## TEXT FOR ANALYSIS

★ ★ ★ ★

= Gilbert Fraser =

Australian politician

Gilbert Fraser (22 July 1894 – 1 November 1958) was an Australian politician, postmaster and World War II telegraphist. He was a Labor Party member in the Western Australian Legislative Council from 1928 to 1958, representing West Province. He served as Chief Secretary and Minister for Local Government and Town Planning from 1953 to 1958, and was Leader of the Government in the Legislative Council from 1955 to 1958.

== Personal life ==
Gilbert Fraser was born on 22 July 1894 in Bunbury, Western Australia. His parents were Edmund Fraser, a contractor, and Ellen Maud Walsh, both born and raised in Victoria. He was Catholic. His father died in Geraldton, Western Australia on 14 August 1895 and his mother then moved the family to Victoria to be close to family support, Fraser was educated at Marist Brothers College, Bendigo. Fraser returned to Western Australia in 1910.

Fraser married Mary Alice Williams on 7 October 1914 at St Anne's Church, Fremantle. They had three sons and one daughter. In 1915 he was living in North Fremantle.

Fraser was a president of the North Fremantle Football Club, from 1932 to 1958 less 5 years during World War Two). The home ground for the football club was named Gilbert Fraser Reserve and Grandstand in his honour.

In 1957 he was affected by throat cancer. Fraser died on 1 November 1958 at Fremantle Hospital in Western Australia.

== Career ==
Fraser joined the Postmaster-General's Department in Eaglehawk, Victoria in 1909. In 1915 he was a letter carrier stationed with Postmaster-General at Fremantle, and continued to work there until 1928.

★ ★ ★ ★

## INFORMATION SHOWN
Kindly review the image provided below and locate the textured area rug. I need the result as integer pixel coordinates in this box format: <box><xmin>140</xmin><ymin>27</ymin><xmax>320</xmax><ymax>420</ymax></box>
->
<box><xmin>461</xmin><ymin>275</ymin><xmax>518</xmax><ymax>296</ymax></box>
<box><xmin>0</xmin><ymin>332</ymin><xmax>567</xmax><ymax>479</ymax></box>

★ ★ ★ ★

## WHAT NEEDS TO BE DONE
Continue the text about Gilbert Fraser from where it stops, carrying his career forward from his work at the Postmaster-General's Department in Fremantle.

## EXERCISE RESULT
Fraser was the Labor candidate elected to the Western Australian Legislative Council for the West Province, from 22 May 1928 to 1 November 1958. At this time, at 33 years of age, he was the youngest member to enter any legislative assembly in Australia. He was deputy chairman of committees from 1936 to 1952. He was a member of the Royal Commission inquiring into the Electoral Act 1935, and Royal Commission inquiring into the Companies Bill in 1941.

From 1941 to 1945 Fraser was a telegraphist for the Royal Australian Air Force during World War II.

In 1950 Fraser represented the Western Australia branch of the Commonwealth Parliamentary Association at the General Conference in Wellington, New Zealand. In 1951 to 1952 he was a member of the Royal Commission inquiring into the Town Planning and Development Act Amendment Bill. He was Chief Secretary, Minister for Local Government and Town Planning from 23 February 1953 to 1 November 1958, and Leader of the Government in the Legislative Council from 7 December 1955 to 1 November 1958. He was 'Father of the House,' as longest serving member in the house, from May 1954 to his death in November 1958. In 1957 he used an amplifier in Parliament due to throat cancer.